[Point placement records]

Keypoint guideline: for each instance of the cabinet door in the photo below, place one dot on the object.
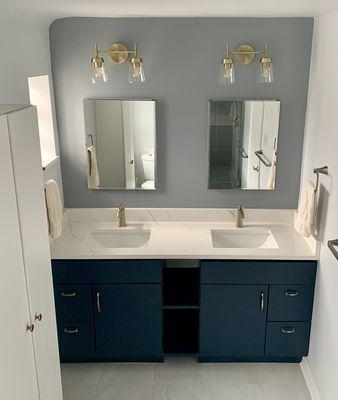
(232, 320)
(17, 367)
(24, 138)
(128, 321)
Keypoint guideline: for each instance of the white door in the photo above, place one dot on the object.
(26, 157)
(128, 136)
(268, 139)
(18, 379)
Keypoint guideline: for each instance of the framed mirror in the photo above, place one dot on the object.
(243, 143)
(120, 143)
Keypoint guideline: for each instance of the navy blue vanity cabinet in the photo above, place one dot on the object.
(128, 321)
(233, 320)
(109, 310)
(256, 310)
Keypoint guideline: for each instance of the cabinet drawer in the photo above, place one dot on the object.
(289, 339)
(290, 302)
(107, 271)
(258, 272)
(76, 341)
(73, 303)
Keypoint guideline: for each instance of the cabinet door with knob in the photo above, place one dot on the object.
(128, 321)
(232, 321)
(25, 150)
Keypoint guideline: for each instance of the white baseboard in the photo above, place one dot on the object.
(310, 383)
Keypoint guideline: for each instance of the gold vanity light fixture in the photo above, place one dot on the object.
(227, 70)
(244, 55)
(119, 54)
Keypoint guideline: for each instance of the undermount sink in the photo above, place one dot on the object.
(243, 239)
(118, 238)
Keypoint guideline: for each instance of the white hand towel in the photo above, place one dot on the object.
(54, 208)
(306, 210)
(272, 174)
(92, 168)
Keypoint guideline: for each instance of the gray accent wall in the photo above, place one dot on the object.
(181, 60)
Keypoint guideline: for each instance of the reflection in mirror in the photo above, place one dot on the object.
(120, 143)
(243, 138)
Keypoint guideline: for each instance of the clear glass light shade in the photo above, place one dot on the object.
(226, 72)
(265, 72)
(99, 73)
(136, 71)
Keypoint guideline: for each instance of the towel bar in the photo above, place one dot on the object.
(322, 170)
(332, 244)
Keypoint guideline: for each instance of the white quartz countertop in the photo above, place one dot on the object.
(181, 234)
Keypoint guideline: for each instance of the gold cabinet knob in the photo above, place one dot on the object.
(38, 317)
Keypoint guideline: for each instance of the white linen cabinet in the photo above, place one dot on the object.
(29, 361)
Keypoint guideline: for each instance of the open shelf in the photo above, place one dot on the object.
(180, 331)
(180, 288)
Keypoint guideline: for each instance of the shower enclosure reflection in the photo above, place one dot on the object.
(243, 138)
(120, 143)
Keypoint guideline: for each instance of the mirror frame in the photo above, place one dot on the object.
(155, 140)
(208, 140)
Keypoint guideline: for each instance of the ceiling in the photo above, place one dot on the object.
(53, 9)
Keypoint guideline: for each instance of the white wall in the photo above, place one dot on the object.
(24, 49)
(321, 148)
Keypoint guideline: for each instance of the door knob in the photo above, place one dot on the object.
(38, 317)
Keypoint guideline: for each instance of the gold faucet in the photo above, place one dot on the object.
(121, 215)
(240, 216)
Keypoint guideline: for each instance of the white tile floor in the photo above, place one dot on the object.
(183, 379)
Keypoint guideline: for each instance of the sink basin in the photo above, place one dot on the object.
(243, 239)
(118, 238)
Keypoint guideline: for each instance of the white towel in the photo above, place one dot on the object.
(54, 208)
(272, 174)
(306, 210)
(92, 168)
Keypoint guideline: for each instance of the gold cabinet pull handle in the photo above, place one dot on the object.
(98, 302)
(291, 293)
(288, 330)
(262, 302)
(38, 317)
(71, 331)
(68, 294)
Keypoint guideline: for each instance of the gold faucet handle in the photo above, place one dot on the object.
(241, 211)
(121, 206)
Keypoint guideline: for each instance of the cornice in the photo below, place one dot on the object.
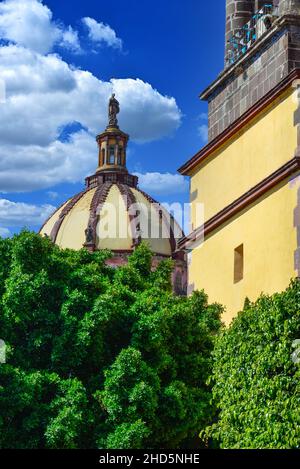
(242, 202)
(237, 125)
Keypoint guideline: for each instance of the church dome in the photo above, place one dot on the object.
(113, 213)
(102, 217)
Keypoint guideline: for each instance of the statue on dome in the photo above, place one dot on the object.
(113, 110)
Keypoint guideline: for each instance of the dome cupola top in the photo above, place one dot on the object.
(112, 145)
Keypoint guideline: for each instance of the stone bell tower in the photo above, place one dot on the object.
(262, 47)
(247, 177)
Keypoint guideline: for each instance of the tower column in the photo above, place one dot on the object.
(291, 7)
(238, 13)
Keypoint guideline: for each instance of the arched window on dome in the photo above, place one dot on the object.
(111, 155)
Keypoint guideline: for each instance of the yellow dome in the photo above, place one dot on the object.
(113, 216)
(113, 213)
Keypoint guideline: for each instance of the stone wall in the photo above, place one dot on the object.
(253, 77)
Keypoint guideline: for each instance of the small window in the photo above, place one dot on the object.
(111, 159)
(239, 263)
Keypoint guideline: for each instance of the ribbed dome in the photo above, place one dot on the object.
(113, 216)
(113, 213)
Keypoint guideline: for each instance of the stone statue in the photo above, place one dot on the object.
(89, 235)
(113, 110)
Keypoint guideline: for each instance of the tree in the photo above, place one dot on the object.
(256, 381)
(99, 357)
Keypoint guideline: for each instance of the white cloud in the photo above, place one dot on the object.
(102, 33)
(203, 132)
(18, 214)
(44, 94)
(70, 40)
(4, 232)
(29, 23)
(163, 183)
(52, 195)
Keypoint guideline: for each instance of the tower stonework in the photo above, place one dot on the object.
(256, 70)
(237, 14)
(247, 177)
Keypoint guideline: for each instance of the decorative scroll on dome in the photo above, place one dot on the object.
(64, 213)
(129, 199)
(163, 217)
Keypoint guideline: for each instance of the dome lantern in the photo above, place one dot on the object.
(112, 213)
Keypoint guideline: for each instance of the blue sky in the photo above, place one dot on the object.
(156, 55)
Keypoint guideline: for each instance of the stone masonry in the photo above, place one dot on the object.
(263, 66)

The task:
Print each record exactly as it stands, leaving the images out.

Written answer:
Keypoint guideline: for each instance of the cabinet door in the photo below, place one dot on the object.
(232, 320)
(17, 367)
(24, 138)
(128, 321)
Keypoint guideline: for each instance of the white door in the photo above, place one dot on the object.
(26, 157)
(128, 136)
(268, 139)
(18, 379)
Keypoint guideline: for each instance of the framed mirror in the photo above, place one dot on the object.
(243, 143)
(120, 143)
Keypoint guideline: for each instance of the navy blue vanity cabinet in the photo above, place one dot on the object.
(128, 321)
(233, 320)
(109, 310)
(256, 310)
Keypoint guideline: for each instance of the cabinet drawer in the photo above, place one dot on the object.
(289, 339)
(290, 302)
(107, 271)
(258, 272)
(76, 341)
(73, 303)
Keypoint guideline: for each instance of the cabinet door with knob in the photo above, place one dot on the object.
(128, 321)
(232, 321)
(25, 150)
Keypoint guideline: for each instance of the white baseboard in the photo above, place one dot on the object.
(310, 383)
Keypoint guideline: for each instance of the gold vanity light fixture in the photo above, place one dot on the object.
(227, 70)
(244, 55)
(119, 54)
Keypoint guideline: for each instance of the undermount sink in the photo above, place one dot on the object.
(243, 239)
(118, 238)
Keypoint guideline: for each instance of the white hand towel in the photo above, place one dot on the object.
(54, 208)
(306, 210)
(272, 174)
(92, 168)
Keypoint guideline: for each instance of the gray accent wall in the photo above, place one dot on the object.
(181, 60)
Keypoint guideline: for each instance of the reflection in mirror in the photo above, place one dot on the object.
(120, 143)
(243, 138)
Keypoint guideline: for each instance of the clear glass light shade in the photo above, place one dot on the object.
(226, 72)
(265, 72)
(99, 73)
(136, 71)
Keypoint guideline: for each instance of the towel bar in the photo above, place one dot on the object.
(322, 170)
(332, 244)
Keypoint guideline: for each instance of the white quartz countertop in the photo above, place one dot on the object.
(181, 234)
Keypoint guideline: for each instance of the gold cabinet knob in the photo above, place one dot on the object.
(38, 317)
Keypoint guideline: for each instance of the white linen cabinet in the photo above, place one dot on the object.
(29, 361)
Keypoint guideline: for each instance of the open shelf in the photo above, place one dot on the object.
(180, 331)
(180, 288)
Keypoint guideline: for each instance of the shower enclosure reflection in the photo above, place one dot on the object.
(243, 138)
(120, 143)
Keypoint guideline: for each instance of the mirror frame in the photo above, place one dot on the object.
(155, 140)
(208, 140)
Keypoint guideline: for each instance of the ceiling in the photo above, place one dot on the object.
(53, 9)
Keypoint guideline: for each instance of the white wall in the photo above, place one dot on the object.
(24, 49)
(321, 148)
Keypoint guideline: for each instance of the door knob in the photo above, place one dot on the object.
(38, 317)
Keypoint guideline: for each instance of the gold faucet in the photo above, place one dot on the object.
(121, 215)
(240, 216)
Keypoint guideline: for each instance of the white tile floor in the photo above, place one dot on the object.
(183, 379)
Keypoint guideline: for each instance of the sink basin in the photo above, place one dot on the object.
(243, 239)
(118, 238)
Keypoint guideline: for each instance of the white towel in the photo above, place one dot on the object.
(54, 208)
(272, 174)
(306, 210)
(92, 168)
Keypoint guideline: for each instance of the gold cabinet pull handle in the photo above, place one dot on the object.
(98, 302)
(291, 293)
(288, 330)
(262, 302)
(38, 317)
(71, 331)
(68, 294)
Keypoint guideline: for each instance of the gold faucet handle in the photo above, place one dot on the object.
(241, 211)
(121, 206)
Keypoint guideline: for each instance of the cornice in the photo below, place one dot on the object.
(242, 202)
(237, 125)
Keypoint guideline: for each instance of the church dome in the photo above, place one dot on the object.
(113, 213)
(102, 217)
Keypoint guideline: for each instance of the statue on dome in the photo above, place one dot on the object.
(113, 110)
Keypoint guideline: for each instance of the dome cupola top in the photo above, place one dot on the object.
(112, 145)
Keypoint guideline: for each instance of the stone bell tower in the photo above, place one dot on the object.
(262, 47)
(247, 177)
Keypoint guideline: for each instance of the tower column in the photo above, place one dot on the object.
(291, 7)
(238, 13)
Keypoint guideline: for each instance of the arched window on dome in the photo above, place one dot on the object.
(111, 155)
Keypoint guideline: for each instance of the yellow dome in the photo above, place one dot on the object.
(113, 216)
(113, 213)
Keypoint guideline: for each instance of the stone wall in the photo above, place one dot on the object.
(253, 77)
Keypoint guideline: for each instance of the small window in the photo above, place one dot on the object.
(111, 159)
(239, 263)
Keypoint guideline: for each instance of the ribbed dome in the photo above, place one dot on the object.
(113, 216)
(113, 213)
Keypoint guideline: for each instance of the stone statue in the photo above, place one dot on the object.
(89, 235)
(113, 110)
Keypoint guideline: for each instance of the tree in the photo above, place one dot on the object.
(256, 381)
(99, 357)
Keypoint guideline: for each instance of the white cloud in the photo above, place one dot on the object.
(102, 33)
(203, 132)
(18, 214)
(44, 94)
(70, 40)
(4, 232)
(29, 23)
(163, 183)
(52, 195)
Keypoint guideline: for each instance of the tower stonework in the photo above, place one dot on the object.
(256, 70)
(237, 14)
(247, 177)
Keypoint guideline: for each instance of the decorative scroll on dome in the photo above, place one dot on the object.
(64, 213)
(129, 199)
(163, 217)
Keypoint guideline: for each instance of the dome lantern in the photo above, place one dot on the object.
(112, 213)
Keypoint guideline: for each instance of the blue sky in the photo above, place one dot on the object.
(156, 55)
Keypoint guideline: for each instance of the stone masonry in the photo above, place one dot on the object.
(263, 66)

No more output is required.